- _Given text_

=======

The Chronicle did not publish another edition until 1974. That year, Kovalev, Velikanova, and Khodorovich gave up their anonymity and held a press conference where they openly distributed several issues of the Chronicle to the foreign press. 

The following year, Kovalev was arrested and sentenced to seven years in a labor camp.  Khodorovich fled the country. Velikanova was arrested in 1979 and sentenced to five years in a labor camp and five years of internal exile.

Persecution of the Chronicle’s editors continued into the early 1980s. The 64th issue, dated June 30 1982, was the last to circulate. A 65th issue was prepared but never released. Its last editor, Yuri Shikanovich, was arrested in November 1983. 

After 15 years, the Chronicle, and much of the dissident movement, had been crushed.

 

Remembering the Chronicle

Vera Chalidze was a young woman in her twenties living in Moscow when the Chronicle and other samizdat publications were circulating. 

She had first discovered underground writing in the form of tamizdat, or underground texts from abroad (tam means “there” in Russian) through her parents. She had following the Sinyavsky-Daniel trial closely.

Chalidze’s cousin, Pavel Litvinov, was one of the eight protesters arrested in Red Square for demonstrating against the invasion of Czechoslovakia in 1968. And while Chalidze knew Gorbanevskaya personally, and thought her a “truly wonderful poet and prose writer,” she did not know that Gorbanevskaya was the editor of the Chronicle. 

Chalidze remembers reading and re-typing copies of the Chronicle in secret.

“For me, because I was young and sort of irresponsible, it was extremely exciting,” Chalidze says. “I was part of something dangerous, something banned. But it was also extremely informative.” 

Whereas foreign Russian language radio stations like Radio Liberty and the BBC Russian Service were limited in their access to events taking place inside the country, she says, the Chronicle had reliable sources from the big cities to the provinces.

But like the editors, readers and circulators of the Chronicle were taking a big risk.

“The anxiety was pretty high if I was carrying it or passing it on to another person,” Chalidze says. “There was always fear that one was being followed by the KGB, and there was always a risk of putting somebody in danger. But for me, it was romantic. I am ashamed to say that I was really curious to know how I would take being imprisoned or sent to the camps. I had read about the camps, and in my naiveté, I was quite curious to experience it. I did it in part as an adventure.”

Issues of the Chronicle were regularly smuggled out of the Soviet Union for translation, likely through the diplomatic bags of western embassies or by travelers from Eastern Europe. And while the chronicle was only one of many Samizdat publications, those concerned with human rights in the Soviet Union were always keen to read what was widely regarded as the best among them.

Martin Dewhirst, a Royal Air Force-trained Russian language expert, often traveled from Munich to analyze and help prepare articles in the Chronicle for broadcast on the US-funded Russian language service, Radio Liberty.

=======

- _What this exercise asks_
a – Reproduce the part of the Chronicle text that opens with "Issues of the Chronicle were" and closes with "service, Radio Liberty.", swapping in "eager" wherever "keen" appears.
b – According to the Chronicle text, when was Yuri Shikanovich arrested?

- _Listed entries_
=======

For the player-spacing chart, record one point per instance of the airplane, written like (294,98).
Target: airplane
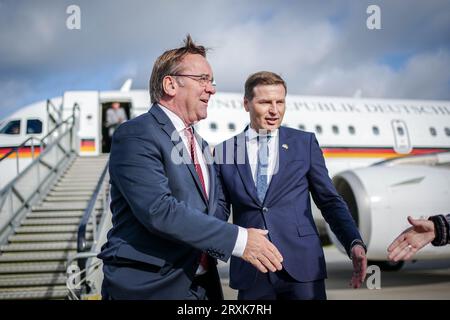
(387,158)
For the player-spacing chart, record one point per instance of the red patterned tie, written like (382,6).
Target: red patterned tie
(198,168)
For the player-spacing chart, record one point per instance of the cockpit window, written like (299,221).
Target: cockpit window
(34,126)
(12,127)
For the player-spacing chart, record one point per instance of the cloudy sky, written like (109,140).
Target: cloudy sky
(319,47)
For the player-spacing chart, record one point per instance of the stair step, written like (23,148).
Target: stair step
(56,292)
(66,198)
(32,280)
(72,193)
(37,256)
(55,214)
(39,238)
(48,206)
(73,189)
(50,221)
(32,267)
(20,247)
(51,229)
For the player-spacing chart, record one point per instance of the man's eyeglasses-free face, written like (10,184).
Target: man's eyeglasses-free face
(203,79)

=======

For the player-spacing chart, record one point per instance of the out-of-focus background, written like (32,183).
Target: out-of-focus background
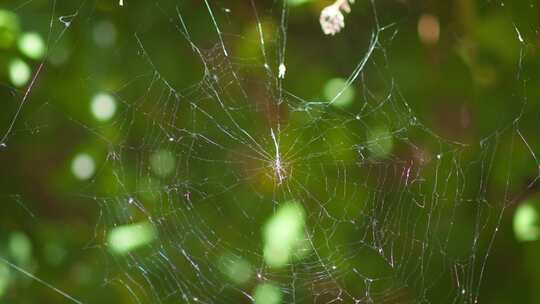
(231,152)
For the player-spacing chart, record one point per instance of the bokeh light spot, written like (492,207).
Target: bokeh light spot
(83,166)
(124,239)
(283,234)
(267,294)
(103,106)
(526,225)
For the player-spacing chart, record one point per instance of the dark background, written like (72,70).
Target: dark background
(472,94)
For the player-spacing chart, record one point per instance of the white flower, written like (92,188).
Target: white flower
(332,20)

=======

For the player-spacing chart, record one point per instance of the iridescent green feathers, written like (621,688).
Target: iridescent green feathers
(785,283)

=======

- _Solutions to the tasks_
a –
Issues of the Chronicle were regularly smuggled out of the Soviet Union for translation, likely through the diplomatic bags of western embassies or by travelers from Eastern Europe. And while the chronicle was only one of many Samizdat publications, those concerned with human rights in the Soviet Union were always eager to read what was widely regarded as the best among them.

Martin Dewhirst, a Royal Air Force-trained Russian language expert, often traveled from Munich to analyze and help prepare articles in the Chronicle for broadcast on the US-funded Russian language service, Radio Liberty.

b – In November 1983.